→ Given exercise:
Reproduce every line of the items below, requests included, multiplying each coordinate in the answers by 0.75 and rounding to the nearest whole number, with halves rounded up.

(Excerpts from point-annotation data)
◇ ◇ ◇ ◇
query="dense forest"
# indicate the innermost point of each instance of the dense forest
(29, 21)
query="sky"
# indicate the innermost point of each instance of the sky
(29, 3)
◇ ◇ ◇ ◇
→ Final answer:
query="dense forest"
# indicate the innermost point of each instance of the dense forest
(22, 16)
query="sky"
# indicate the innermost point of each instance of the sky
(22, 2)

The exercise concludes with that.